Seattle Bubble

News & discussion about real estate & the housing bubble in the Seattle area.

Seattle Bubble - News & discussion about real estate & the housing bubble in the Seattle area.

Entries Tagged as 'Financing'

Bill Virgin: Homeownership has been oversold

Posted by The Tim on March 27th, 2008 at 12:00 PM · 44 Comments

Over at the P-I earlier this week, Bill Virgin chimed in on the housing mess again with yet another well-reasoned column: Homes are good investments, not slot machines or ATMs.

In the great American sport of finger pointing and blame shifting, a new villain has emerged to explain the mortgage-finance crisis.

The fault, it turns out, lies not with incompetent, deceptive lenders, naïve, speculating borrowers, greedy, reckless Wall Streeters, slumbering regulators, bubble-creator Alan Greenspan or all of the above.

Instead, the root cause is something far more fundamental: the American belief in the value of homeownership.

Or so says an emerging theory that argues that the attributes of owning a home have been, pardon the phrase, oversold, and had the U.S. not been so hellbent on getting people to buy, much of the current debacle could have been avoided.

Supplied information:
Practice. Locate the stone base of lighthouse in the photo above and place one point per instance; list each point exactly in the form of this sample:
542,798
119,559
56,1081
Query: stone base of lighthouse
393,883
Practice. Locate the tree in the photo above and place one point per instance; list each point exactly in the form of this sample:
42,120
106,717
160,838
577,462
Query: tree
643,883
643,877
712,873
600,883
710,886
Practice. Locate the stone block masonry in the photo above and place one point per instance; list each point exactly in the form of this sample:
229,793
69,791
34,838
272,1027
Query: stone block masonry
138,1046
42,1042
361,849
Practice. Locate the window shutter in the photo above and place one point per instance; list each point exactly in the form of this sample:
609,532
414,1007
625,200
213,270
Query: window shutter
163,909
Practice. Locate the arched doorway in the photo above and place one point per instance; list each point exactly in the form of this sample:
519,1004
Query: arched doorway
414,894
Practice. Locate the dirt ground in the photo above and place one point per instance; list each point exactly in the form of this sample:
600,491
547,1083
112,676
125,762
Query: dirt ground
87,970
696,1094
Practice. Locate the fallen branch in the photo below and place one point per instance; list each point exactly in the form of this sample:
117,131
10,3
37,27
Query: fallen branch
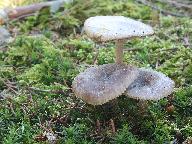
176,4
144,2
9,14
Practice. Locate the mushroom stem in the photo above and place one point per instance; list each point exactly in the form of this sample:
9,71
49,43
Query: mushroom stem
119,51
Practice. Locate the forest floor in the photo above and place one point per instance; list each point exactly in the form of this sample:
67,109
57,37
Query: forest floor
48,50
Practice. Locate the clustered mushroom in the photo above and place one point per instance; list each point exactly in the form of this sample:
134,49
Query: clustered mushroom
100,84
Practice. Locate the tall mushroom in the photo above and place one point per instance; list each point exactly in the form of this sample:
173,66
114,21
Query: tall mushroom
118,28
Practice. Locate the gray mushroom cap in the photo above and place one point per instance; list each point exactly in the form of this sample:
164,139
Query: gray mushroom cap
105,28
97,85
150,85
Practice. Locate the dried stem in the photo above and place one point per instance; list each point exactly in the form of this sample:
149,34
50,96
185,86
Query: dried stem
119,51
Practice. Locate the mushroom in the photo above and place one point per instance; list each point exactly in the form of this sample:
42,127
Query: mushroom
119,28
150,85
99,84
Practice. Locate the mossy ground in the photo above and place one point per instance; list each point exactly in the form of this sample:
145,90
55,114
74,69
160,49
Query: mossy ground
38,67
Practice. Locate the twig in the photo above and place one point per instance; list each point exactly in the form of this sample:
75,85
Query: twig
23,11
112,126
176,4
132,49
160,9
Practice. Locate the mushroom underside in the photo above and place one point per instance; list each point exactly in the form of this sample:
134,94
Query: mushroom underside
150,85
97,85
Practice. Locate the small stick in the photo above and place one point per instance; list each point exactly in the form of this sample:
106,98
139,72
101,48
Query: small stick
112,126
161,10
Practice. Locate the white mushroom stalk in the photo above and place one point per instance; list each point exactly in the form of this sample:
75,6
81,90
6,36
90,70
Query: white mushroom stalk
119,51
150,85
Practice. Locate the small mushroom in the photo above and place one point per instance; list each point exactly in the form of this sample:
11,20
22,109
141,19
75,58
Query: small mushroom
150,85
100,84
119,28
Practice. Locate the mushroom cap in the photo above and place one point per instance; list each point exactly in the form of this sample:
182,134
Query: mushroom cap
106,28
97,85
150,85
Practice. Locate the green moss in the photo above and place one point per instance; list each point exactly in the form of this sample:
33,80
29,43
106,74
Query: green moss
38,67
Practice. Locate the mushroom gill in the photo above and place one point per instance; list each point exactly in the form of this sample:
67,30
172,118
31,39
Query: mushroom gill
97,85
150,85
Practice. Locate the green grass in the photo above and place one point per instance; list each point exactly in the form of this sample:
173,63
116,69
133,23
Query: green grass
36,73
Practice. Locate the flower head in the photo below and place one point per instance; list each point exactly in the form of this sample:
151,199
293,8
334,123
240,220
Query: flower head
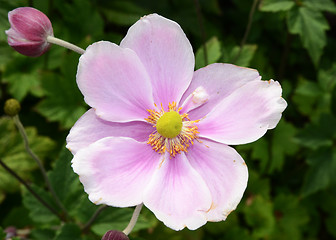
29,31
158,132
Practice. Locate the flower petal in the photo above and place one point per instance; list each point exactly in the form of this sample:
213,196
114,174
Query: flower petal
245,115
225,173
166,53
115,171
177,194
114,82
218,80
90,128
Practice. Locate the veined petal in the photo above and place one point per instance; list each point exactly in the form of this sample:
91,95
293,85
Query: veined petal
245,115
90,128
114,82
115,171
218,80
166,53
225,173
177,194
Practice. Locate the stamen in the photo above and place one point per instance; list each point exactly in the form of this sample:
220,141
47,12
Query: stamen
177,144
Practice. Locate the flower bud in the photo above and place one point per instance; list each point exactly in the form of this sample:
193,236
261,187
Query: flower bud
115,235
29,31
12,107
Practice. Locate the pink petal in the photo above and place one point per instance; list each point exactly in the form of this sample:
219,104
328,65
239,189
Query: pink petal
245,115
115,171
114,82
177,194
218,80
90,128
225,173
166,53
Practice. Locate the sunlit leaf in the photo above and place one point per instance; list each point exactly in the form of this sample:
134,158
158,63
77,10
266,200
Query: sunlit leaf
276,5
311,26
213,53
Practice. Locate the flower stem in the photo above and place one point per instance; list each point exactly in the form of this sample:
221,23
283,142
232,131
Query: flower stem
30,190
93,218
22,131
65,44
248,28
134,219
203,34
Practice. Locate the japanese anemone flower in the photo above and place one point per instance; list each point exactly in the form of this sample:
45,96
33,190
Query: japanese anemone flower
158,133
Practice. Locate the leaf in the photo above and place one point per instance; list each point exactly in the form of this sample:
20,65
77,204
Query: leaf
38,234
311,26
69,231
291,217
2,234
239,57
20,84
318,135
213,48
37,211
64,181
123,13
321,172
13,153
63,103
258,214
276,5
321,5
283,145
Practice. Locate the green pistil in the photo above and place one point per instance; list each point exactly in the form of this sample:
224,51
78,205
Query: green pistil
169,125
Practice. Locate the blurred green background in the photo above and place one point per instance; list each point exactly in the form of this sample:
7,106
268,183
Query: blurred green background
291,191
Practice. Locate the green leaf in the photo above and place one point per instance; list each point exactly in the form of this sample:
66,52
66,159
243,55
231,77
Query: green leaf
37,211
258,214
13,153
20,84
39,234
311,26
64,180
2,233
322,170
283,145
321,5
64,103
213,47
276,5
69,231
123,13
318,135
239,57
291,217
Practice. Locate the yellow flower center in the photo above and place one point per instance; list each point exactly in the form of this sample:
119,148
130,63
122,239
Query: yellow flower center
169,125
174,131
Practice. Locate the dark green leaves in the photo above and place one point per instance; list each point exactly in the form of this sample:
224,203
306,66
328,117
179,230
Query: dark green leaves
311,26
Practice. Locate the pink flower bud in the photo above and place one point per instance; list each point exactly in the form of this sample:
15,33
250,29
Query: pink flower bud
115,235
29,31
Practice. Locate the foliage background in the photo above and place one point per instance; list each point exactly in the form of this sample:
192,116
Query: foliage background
291,191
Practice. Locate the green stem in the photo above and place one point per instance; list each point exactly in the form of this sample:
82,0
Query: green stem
201,25
93,218
65,44
22,131
133,220
248,28
52,210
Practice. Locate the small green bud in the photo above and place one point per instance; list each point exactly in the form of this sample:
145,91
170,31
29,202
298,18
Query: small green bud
12,107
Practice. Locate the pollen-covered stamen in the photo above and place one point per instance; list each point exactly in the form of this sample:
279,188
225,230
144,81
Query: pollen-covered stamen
174,132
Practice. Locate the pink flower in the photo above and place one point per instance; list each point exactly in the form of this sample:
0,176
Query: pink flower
158,132
29,31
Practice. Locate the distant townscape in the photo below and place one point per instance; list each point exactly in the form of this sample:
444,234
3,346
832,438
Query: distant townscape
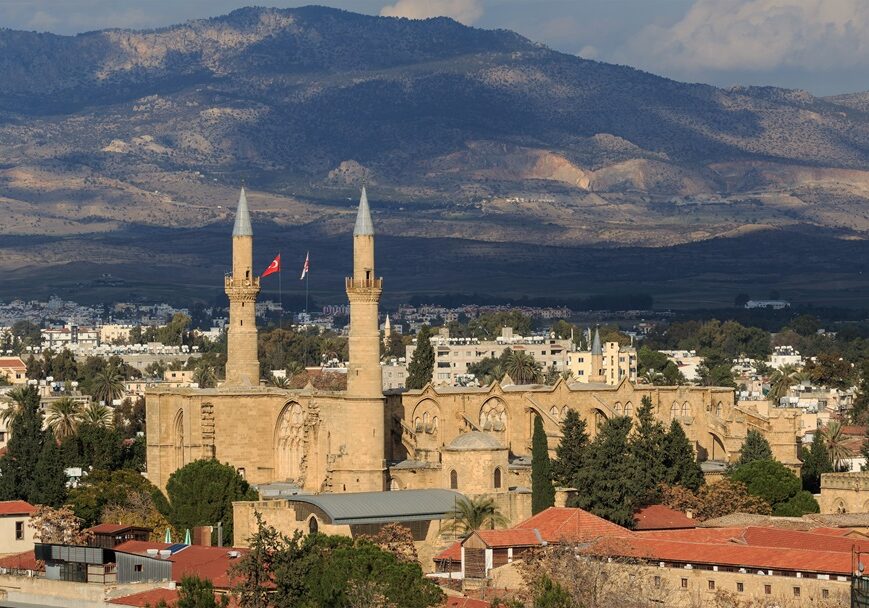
480,455
597,339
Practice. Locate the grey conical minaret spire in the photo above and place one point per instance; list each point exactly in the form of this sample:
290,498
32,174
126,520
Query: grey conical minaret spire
596,348
364,227
242,225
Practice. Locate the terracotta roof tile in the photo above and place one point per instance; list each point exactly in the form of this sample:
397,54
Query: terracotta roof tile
16,507
453,552
12,363
563,524
729,554
148,598
21,561
212,563
465,602
659,517
516,537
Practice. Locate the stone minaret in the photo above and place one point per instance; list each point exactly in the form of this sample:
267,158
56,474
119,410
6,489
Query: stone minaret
387,332
597,374
363,290
242,287
358,438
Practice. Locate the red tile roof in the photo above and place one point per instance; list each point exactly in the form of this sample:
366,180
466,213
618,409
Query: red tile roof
21,561
516,537
724,554
838,532
465,602
12,363
453,552
659,517
113,528
563,524
16,507
780,538
148,598
212,563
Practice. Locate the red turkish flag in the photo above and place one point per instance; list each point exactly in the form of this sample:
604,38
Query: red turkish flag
275,266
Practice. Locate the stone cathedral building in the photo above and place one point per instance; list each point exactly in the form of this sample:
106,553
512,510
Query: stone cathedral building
474,440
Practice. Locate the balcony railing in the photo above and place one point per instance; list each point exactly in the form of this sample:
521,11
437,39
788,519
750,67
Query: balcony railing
354,283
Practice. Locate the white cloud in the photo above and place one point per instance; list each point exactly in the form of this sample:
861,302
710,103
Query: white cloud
465,11
757,35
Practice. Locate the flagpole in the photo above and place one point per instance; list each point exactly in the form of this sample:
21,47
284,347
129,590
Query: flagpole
280,299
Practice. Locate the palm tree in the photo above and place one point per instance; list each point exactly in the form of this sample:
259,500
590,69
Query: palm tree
99,415
19,396
522,367
651,376
205,376
475,513
108,385
64,416
780,381
836,442
279,381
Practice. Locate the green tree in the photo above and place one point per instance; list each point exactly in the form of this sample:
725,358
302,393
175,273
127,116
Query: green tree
107,385
542,490
680,460
816,462
97,414
830,370
780,381
205,376
522,367
647,445
571,448
472,514
773,482
798,505
26,466
202,492
101,488
48,486
549,594
860,411
607,475
755,447
64,416
196,592
837,443
421,367
20,397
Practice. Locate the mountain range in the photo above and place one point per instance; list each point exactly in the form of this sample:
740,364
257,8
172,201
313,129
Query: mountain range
494,164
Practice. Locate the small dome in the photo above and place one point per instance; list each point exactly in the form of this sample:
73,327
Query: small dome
475,440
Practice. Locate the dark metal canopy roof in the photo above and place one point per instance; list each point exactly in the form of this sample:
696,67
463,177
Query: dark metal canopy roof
383,507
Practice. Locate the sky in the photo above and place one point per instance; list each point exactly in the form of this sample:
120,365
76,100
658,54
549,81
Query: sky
818,45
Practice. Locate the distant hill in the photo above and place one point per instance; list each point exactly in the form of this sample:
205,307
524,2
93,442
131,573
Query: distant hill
464,135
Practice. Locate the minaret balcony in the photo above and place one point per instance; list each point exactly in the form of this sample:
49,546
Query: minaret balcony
229,282
354,283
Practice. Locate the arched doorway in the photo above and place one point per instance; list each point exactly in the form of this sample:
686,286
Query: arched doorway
289,435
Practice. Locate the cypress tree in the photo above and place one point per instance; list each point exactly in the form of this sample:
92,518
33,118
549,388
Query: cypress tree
570,450
48,486
419,372
606,481
24,450
816,461
755,447
542,490
680,461
647,445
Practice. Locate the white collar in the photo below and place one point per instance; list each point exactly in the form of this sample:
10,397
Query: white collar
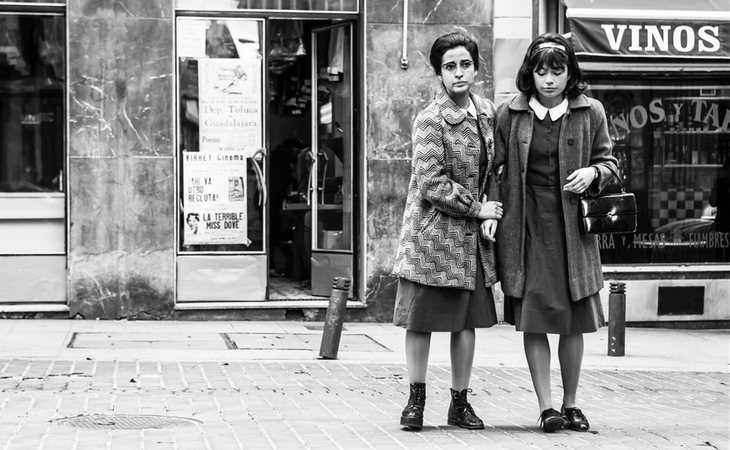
471,109
555,112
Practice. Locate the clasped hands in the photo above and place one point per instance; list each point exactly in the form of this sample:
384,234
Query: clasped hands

Exercise set:
**A)** Say whether each statement agrees with the Seattle Bubble post. Answer yes or no and quote the words of the post that decide it. (i) Bill Virgin's column ran in the P-I. (ii) The emerging theory names Alan Greenspan as the root cause of the mortgage-finance crisis. (iii) The post went up on March 27th, 2008.
**B)** Transcribe the stretch of the Seattle Bubble post from "Entries Tagged as" through "the mortgage-finance crisis.".

Exercise solutions:
**A)**
(i) Yes: "Over at the P-I earlier this week, Bill Virgin chimed in on the housing mess again"
(ii) No: "the root cause is something far more fundamental: the American belief in the value of homeownership."
(iii) Yes: "Posted by The Tim on March 27th, 2008 at 12:00 PM"

**B)**
Entries Tagged as 'Financing'

Bill Virgin: Homeownership has been oversold

Posted by The Tim on March 27th, 2008 at 12:00 PM · 44 Comments

Over at the P-I earlier this week, Bill Virgin chimed in on the housing mess again with yet another well-reasoned column: Homes are good investments, not slot machines or ATMs.

In the great American sport of finger pointing and blame shifting, a new villain has emerged to explain the mortgage-finance crisis.